DOCUMENT SEGMENT -
Starmer’s great weakness is being revealed

Starmer’s great weakness is being revealed

Keir Starmer campaigned as changed Labour, and now he will govern as New Labour. It’s not difficult to imagine the consternation felt by Starmer’s critics on the Left at the news that some of the big beasts from the eras of Tony Blair and Gordon Brown are making a comeback. Most significant is the return of Alan Milburn, Blair’s health secretary, who will advise his successor, Wes Streeting, on reform of the NHS.

Milburn was the newest of New Labour, pushing through reforms that were anathema to the party’s Left wing, like patient choice and an increased role for the private sector. His return to a position of influence will merely confirm critics’ worst fears that the Starmer era is no more than Blair 2.0.

Confirming their fears, Jacqui Smith, Blair’s chief whip and Brown’s home secretary, is to return as an education minister via an appointment to the Lords, while Douglas Alexander, who served in cabinet under both Blair and Brown, becomes a business minister, having returned to the Commons on Friday after a nine year absence.

That Starmer feels confident and emboldened enough to appoint those he wants in key roles, and not listen to the siren voices who would steer him in a different direction, is in many ways encouraging. Of course, having won a majority of 170 a few days ago, there are few who would deny him the right to appoint whoever he pleases.

Milburn in particular is a bold choice and good one; there are few in the party’s parliamentary ranks who can bring such a sharp and pragmatic analysis to the many problems besetting the NHS, and none who will have the courage to prescribe the necessary medicine without fear of being labelled a sell-out.

On the other hand, what does it say about the lack of real-life experience of this new, gigantic cohort of Labour MPs that, despite winning 411 seats, our new prime minister has made these appointments?

Even before the election, there were whispers that, since there was more ministerial experience in the middle ranks of the front bench – and indeed on the Opposition back benches – than there was in the shadow cabinet itself, Starmer would have to draft in dozens of former ministers.

DATA EXTRACT -
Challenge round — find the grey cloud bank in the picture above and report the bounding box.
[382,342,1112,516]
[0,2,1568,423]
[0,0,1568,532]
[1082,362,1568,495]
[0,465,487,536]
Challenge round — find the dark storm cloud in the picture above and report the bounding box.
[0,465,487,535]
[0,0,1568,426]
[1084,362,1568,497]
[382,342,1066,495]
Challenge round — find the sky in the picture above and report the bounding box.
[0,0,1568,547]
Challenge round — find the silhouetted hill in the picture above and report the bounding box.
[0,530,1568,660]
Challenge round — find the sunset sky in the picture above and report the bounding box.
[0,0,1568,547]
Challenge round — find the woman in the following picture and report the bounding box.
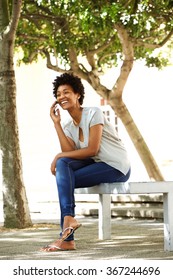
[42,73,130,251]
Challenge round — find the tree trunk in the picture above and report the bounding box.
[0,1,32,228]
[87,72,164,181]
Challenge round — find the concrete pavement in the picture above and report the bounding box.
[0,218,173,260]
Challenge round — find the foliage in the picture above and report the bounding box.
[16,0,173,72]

* * *

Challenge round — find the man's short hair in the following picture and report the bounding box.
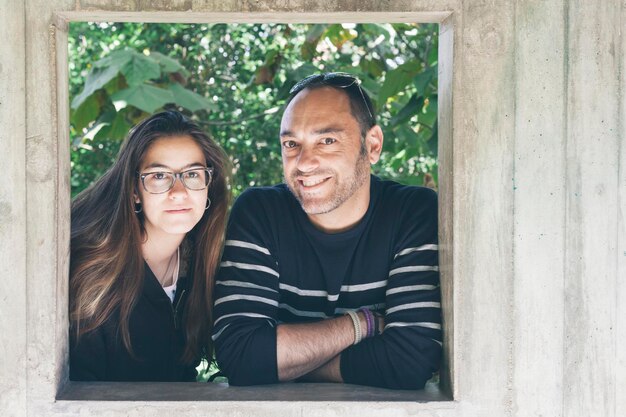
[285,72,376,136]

COMPLETE THE FOLLOWING -
A: In the Starmer article, whom will Alan Milburn advise on reform of the NHS?
B: Reproduce the Starmer article word for word from "Confirming their fears, Jacqui" to "nine year absence.".
C: Write the next part of the Starmer article, picking up after its final sentence.

RESULTS FOR THE EXERCISE -
A: Wes Streeting

B:
Confirming their fears, Jacqui Smith, Blair’s chief whip and Brown’s home secretary, is to return as an education minister via an appointment to the Lords, while Douglas Alexander, who served in cabinet under both Blair and Brown, becomes a business minister, having returned to the Commons on Friday after a nine year absence.

C:
This in itself would have been unremarkable; the longer any party spends in opposition, the fewer ex-ministers populate its front bench. But the contrast with 1997 is an instructive one. After 18 years in opposition, Tony Blair’s first cabinet was bursting with the big beasts who now populate Labour mythology. It’s important to remember that for Gordon Brown, Frank Dobson, Donald Dewar, Robin Cook, George Robertson, Jack Straw and Blair himself, this was their very first taste of ministerial office.

And Blair also reached out to beyond parliament to seek help in governing, recruiting his former boss Derry Irvine as Lord Chancellor.

But Starmer’s appointments feel more of a statement of intent, as well as perhaps an acknowledgement that much of the key experience and skills he feels he needs are simply not available in the Commons.

It will be in time. As the weeks and months pass, new ministers will be either exposed for their shortcomings or revealed as arch Whitehall manoeuvrers. Reshuffles will come and go and slowly Starmer will find he has crafted the cabinet and the ministerial ranks he would ideally have started off with.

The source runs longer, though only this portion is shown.